EXCERPTED PASSAGE:
Anyway, back to the blog at hand: I don’t have kids and I’ve never had straight friends and family make the kinds of outright homophobic comments to my face that Dan Pearce has. So while it’s hard to read his constant “Dear God, please don’t let me be anything other than straight” refrain, it’s understandable given his circumstances. All the more brave, then, his decision to stop living the lie and crack the closet door. I expect there are some homophobic comments amidst the 3443 responses to his post to date, but I was encouraged by the outpouring of support I found there. It’s hard to imagine how anyone could respond other than supportively to such a heartrending, vulnerable piece, but then again, I can’t fathom any of the hateful trolling comments that show up on the web every day. May we all be stronger and have more integrity than those whose humanity is so stunted.


Guidelines for acceptable sexuality have been drilled into me my entire life, and the mandate has always been clear. Being anything other than straight will never be tolerable, at least not with the vast majority of the people in my family and in my community.

That damned mandate.

The one that tells us we are to claim love, but we are to never actually love those who we have been told are unacceptably different.

SHORT EXERCISE 1:
Decide whether each statement agrees with the passage about Dan Pearce's post, answering yes or no and quoting the deciding words: (a) The writer has children. (b) Pearce's post had drawn 3443 responses at the time of writing. (c) The writer found mainly hostile reactions among those responses.
SHORT EXERCISE 2:
Carry on the passage about Dan Pearce's post from the point where it stops.
The items are not needed for the work on this passage.

DATA EXTRACT:
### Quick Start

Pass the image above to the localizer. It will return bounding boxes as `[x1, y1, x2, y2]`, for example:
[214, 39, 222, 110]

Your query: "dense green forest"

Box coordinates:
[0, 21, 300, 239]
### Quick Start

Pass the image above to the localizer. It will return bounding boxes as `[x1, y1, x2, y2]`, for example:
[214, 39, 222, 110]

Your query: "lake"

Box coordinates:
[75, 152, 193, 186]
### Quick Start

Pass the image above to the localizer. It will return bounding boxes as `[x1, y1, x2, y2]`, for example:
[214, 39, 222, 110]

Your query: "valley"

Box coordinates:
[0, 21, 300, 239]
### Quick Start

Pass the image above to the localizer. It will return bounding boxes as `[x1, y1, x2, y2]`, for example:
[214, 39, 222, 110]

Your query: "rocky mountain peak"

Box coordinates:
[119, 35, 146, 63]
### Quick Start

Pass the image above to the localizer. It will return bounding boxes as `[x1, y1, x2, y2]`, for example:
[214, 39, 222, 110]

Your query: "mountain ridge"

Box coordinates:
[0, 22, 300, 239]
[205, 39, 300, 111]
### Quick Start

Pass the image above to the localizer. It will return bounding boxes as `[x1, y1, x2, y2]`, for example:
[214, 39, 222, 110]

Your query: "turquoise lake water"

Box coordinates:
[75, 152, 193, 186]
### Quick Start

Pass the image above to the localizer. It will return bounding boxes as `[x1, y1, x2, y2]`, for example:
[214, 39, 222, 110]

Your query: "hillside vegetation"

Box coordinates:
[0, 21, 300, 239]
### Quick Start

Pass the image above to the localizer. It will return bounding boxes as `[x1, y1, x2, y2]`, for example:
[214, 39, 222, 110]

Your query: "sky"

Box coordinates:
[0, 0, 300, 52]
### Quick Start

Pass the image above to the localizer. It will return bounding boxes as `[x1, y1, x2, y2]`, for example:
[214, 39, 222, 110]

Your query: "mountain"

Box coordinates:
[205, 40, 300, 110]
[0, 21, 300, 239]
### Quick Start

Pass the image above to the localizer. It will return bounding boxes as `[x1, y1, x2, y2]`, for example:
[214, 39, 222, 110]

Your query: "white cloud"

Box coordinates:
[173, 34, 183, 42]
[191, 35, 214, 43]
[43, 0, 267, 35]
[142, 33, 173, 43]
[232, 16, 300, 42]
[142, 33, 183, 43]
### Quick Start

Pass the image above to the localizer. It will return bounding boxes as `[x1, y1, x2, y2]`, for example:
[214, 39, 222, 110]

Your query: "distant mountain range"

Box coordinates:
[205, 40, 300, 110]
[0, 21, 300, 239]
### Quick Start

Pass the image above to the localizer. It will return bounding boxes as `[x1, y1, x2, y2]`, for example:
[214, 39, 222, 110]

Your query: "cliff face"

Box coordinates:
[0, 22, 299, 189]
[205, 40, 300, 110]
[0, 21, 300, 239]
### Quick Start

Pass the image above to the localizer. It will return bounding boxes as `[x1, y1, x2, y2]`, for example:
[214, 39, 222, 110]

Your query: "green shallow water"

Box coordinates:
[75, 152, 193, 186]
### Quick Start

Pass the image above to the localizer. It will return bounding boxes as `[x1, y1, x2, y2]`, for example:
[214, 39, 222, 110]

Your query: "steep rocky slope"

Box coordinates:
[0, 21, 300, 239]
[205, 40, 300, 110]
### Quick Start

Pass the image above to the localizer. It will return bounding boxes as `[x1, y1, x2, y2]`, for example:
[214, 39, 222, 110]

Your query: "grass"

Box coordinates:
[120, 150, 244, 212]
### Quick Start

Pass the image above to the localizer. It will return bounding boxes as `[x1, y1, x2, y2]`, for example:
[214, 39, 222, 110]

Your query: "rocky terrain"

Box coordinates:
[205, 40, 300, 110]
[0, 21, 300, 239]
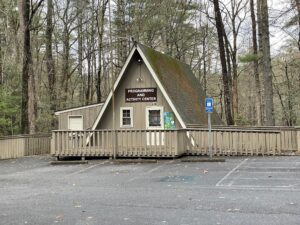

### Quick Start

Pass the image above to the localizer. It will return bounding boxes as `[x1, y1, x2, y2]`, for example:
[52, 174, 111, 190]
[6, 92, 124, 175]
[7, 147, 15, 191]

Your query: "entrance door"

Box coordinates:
[146, 106, 165, 146]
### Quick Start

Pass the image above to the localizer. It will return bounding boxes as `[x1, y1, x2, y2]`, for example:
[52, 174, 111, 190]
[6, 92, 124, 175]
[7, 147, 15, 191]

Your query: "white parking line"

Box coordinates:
[216, 158, 248, 187]
[128, 160, 173, 182]
[68, 160, 109, 176]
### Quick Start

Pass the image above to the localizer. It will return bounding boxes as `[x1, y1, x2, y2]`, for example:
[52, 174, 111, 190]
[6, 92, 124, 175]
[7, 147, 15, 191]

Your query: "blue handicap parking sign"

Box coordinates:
[205, 98, 213, 113]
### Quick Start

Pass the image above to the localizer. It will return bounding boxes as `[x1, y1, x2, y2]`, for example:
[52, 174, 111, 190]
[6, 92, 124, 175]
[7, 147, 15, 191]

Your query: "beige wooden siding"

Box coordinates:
[0, 134, 51, 159]
[58, 105, 101, 130]
[97, 53, 181, 129]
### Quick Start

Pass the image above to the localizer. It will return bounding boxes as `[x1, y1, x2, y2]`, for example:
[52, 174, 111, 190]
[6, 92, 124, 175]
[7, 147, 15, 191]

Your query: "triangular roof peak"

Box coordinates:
[92, 42, 220, 129]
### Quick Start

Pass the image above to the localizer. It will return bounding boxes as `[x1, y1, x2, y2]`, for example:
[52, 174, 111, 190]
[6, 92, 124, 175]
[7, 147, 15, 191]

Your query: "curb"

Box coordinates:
[50, 160, 89, 165]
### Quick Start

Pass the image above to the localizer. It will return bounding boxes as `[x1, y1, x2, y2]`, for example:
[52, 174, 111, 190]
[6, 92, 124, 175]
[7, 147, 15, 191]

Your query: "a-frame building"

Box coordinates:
[92, 43, 221, 130]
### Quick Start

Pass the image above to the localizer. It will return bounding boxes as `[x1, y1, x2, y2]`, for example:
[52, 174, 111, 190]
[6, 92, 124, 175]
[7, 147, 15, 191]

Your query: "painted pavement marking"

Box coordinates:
[216, 158, 248, 187]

TASK RESULT 1:
(a) No: "I don’t have kids"
(b) Yes: "the 3443 responses to his post to date"
(c) No: "I was encouraged by the outpouring of support I found there"

TASK RESULT 2:
…For twenty-one years, I have been paralyzed by the fear of what this society will do with me if they ever were to know of the thoughts that I continually push away. For more than two decades, I have made a choice to be straight. After all, it’s as easy as making a choice, isn’t it? This culture has made sure that I know that. Anyone who is anything other than straight was just someone deceived by the devil. He is unnatural. He is confused. He is mistaken. He is weak. He can control it if he desires to control it. Such a compelling and ongoing argument has been made that I have always trusted it.

Until now. Among other illusions broken, may Dan find that his fears of being forever defined primarily by his sexuality are unfounded. The universe is so much bigger than the prejudice of small minds.